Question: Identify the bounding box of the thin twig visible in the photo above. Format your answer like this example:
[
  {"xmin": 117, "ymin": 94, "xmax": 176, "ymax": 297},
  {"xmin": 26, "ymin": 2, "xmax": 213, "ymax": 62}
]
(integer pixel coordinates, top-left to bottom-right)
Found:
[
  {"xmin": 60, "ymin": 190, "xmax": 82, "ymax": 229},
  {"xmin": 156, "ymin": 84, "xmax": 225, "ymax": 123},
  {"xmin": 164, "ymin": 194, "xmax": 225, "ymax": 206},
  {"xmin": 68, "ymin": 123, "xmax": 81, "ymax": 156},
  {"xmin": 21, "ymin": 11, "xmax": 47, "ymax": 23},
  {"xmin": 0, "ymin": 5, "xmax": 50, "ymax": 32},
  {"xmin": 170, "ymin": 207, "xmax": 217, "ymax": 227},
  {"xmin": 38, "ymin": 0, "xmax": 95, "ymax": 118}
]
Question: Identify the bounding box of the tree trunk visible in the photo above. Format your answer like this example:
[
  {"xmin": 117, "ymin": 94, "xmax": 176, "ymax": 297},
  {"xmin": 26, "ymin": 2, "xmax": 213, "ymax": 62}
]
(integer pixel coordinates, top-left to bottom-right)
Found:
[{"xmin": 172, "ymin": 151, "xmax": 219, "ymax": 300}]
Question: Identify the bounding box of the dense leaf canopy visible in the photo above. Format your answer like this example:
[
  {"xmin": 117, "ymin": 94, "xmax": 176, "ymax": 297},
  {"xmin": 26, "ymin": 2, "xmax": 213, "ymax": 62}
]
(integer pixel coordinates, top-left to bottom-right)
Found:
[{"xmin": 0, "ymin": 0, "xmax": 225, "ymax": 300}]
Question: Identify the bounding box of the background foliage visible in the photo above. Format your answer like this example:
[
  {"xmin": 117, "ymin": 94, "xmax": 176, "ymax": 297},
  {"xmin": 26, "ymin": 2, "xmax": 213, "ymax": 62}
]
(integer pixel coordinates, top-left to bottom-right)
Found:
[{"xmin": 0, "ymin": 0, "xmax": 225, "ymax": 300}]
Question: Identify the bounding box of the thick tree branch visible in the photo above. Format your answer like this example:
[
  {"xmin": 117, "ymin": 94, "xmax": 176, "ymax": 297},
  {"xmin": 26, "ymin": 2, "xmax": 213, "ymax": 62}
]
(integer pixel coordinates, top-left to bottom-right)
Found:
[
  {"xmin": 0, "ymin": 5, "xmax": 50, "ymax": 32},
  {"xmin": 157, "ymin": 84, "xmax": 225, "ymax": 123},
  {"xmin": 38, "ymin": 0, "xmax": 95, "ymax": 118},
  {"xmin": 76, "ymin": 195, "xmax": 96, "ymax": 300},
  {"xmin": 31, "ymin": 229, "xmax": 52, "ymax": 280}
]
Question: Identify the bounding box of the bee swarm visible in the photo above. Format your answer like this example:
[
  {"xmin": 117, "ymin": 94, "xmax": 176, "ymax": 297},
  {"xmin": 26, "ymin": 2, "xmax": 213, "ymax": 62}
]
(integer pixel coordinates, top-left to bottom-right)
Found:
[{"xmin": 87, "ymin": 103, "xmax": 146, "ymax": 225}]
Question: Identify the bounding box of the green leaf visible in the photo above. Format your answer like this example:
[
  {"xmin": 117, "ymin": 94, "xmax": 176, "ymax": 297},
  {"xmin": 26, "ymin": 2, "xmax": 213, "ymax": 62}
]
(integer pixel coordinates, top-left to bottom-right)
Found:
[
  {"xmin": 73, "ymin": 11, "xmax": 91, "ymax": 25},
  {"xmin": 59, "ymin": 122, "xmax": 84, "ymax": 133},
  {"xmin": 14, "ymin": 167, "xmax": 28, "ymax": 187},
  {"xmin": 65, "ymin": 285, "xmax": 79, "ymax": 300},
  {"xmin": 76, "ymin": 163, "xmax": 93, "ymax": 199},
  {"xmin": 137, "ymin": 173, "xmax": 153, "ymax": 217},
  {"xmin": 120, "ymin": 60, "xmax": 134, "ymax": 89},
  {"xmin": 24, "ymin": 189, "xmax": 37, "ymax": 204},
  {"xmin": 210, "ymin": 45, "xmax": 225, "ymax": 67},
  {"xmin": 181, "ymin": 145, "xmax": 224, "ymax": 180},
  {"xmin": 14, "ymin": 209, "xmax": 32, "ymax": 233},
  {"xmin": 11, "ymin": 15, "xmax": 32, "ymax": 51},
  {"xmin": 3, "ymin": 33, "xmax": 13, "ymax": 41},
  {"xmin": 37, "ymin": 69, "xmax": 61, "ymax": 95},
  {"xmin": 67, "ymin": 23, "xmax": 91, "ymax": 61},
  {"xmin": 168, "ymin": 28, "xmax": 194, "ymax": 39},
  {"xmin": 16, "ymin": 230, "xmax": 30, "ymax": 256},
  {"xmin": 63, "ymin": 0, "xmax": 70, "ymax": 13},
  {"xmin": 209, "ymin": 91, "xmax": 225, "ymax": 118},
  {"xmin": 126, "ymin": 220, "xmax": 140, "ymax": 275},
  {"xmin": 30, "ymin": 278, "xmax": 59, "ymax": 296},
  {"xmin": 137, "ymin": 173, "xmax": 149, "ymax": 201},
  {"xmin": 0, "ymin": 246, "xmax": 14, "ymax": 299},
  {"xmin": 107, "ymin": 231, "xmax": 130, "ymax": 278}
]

▶ Exercise requirements
Count the lines in the items above that contain the string "Format", treating uppercase and lowercase as distinct. Reply with the number alone.

▶ The output
7